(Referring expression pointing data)
>>>>>

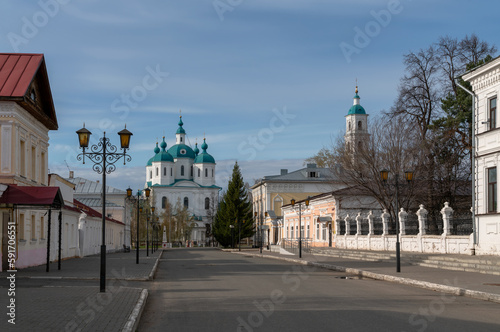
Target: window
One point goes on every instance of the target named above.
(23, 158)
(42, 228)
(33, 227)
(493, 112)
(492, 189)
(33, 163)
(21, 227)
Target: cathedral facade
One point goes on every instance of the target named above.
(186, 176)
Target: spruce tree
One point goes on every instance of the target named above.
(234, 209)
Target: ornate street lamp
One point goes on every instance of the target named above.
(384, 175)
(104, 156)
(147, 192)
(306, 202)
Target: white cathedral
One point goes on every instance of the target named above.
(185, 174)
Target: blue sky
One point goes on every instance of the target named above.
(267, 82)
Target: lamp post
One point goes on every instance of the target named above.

<<<<<
>>>>>

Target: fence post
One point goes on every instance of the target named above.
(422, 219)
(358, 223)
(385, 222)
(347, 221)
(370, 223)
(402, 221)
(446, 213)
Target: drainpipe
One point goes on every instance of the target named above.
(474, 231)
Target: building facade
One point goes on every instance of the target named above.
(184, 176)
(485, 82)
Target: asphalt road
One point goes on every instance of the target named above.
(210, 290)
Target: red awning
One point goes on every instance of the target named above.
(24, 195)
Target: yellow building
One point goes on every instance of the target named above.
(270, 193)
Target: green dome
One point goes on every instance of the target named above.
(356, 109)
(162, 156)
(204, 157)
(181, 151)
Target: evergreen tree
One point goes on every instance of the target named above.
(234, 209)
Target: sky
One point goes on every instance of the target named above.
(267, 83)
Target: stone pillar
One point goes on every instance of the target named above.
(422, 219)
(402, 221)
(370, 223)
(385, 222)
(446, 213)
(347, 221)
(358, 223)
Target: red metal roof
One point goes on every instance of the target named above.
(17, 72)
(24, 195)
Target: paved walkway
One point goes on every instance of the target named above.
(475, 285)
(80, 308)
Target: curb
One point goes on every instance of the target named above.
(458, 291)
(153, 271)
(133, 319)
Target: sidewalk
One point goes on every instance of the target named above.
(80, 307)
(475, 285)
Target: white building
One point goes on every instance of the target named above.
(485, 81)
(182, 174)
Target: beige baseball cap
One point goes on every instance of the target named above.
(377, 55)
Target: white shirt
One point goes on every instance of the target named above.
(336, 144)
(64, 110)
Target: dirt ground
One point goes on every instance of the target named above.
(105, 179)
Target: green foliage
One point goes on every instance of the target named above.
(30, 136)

<<<<<
>>>>>

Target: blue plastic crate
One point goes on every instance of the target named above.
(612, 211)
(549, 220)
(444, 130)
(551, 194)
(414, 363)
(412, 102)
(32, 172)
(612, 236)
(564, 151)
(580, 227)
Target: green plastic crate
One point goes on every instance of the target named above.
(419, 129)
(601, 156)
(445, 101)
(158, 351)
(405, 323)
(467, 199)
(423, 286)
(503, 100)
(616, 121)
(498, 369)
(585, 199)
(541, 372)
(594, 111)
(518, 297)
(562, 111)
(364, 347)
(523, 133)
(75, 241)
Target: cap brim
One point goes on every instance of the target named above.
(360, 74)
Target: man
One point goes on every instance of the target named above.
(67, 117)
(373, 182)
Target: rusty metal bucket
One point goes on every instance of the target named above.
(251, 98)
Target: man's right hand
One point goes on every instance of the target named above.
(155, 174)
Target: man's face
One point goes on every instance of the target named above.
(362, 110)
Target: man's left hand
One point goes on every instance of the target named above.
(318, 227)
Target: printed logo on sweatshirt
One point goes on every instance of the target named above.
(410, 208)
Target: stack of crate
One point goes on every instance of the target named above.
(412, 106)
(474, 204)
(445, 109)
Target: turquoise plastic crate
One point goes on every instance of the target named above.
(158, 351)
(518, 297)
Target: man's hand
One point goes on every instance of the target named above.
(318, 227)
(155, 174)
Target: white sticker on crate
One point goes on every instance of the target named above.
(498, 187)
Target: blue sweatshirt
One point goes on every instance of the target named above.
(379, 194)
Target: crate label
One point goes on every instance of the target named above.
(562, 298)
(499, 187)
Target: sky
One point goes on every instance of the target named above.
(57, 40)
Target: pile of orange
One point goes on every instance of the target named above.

<<<<<

__EXERCISE__:
Give back precisely the lines above that start at the line containing "Target: cap brim" and end at the line containing "Target: stack of crate", inclusive. No other lines belong in the output.

__RESPONSE BOX__:
Target: cap brim
One point goes on every instance of the target named above.
(360, 74)
Target: man
One point goes on every instance of the target named above.
(67, 117)
(373, 182)
Target: rusty metal bucket
One point goes on every instance of the target named above.
(251, 98)
Target: man's right hand
One point goes on every instance of the target named above.
(155, 174)
Target: man's face
One point goes on every instance of the target named above.
(362, 110)
Target: man's left hand
One point goes on every instance of the target named above.
(318, 227)
Target: printed logo on sweatshirt
One point goes on every instance of the target named above.
(410, 208)
Target: stack of crate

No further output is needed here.